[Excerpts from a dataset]
- - - -

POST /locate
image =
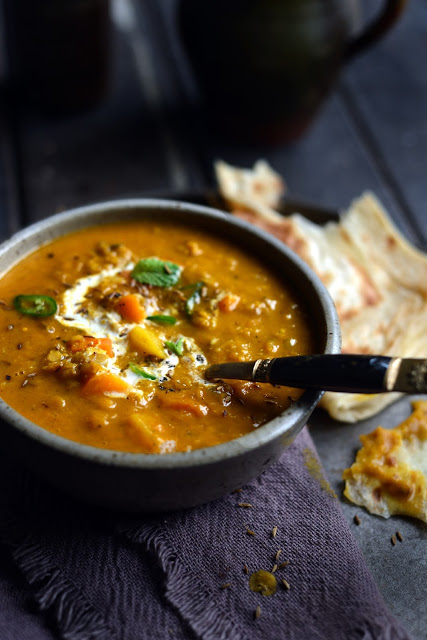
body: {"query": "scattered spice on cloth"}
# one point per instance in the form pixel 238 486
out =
pixel 75 572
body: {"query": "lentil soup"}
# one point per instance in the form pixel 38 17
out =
pixel 105 342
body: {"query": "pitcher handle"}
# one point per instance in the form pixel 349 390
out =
pixel 375 30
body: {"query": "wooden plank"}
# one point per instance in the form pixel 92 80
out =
pixel 330 165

- - - -

The word "form" may appear in several lines of the data; copy every line where it does.

*Response below*:
# one point per instance in the form pixel 238 486
# one point per instance in the form pixel 38 17
# one point per instance in the form pixel 349 390
# one point per instance in the form pixel 92 80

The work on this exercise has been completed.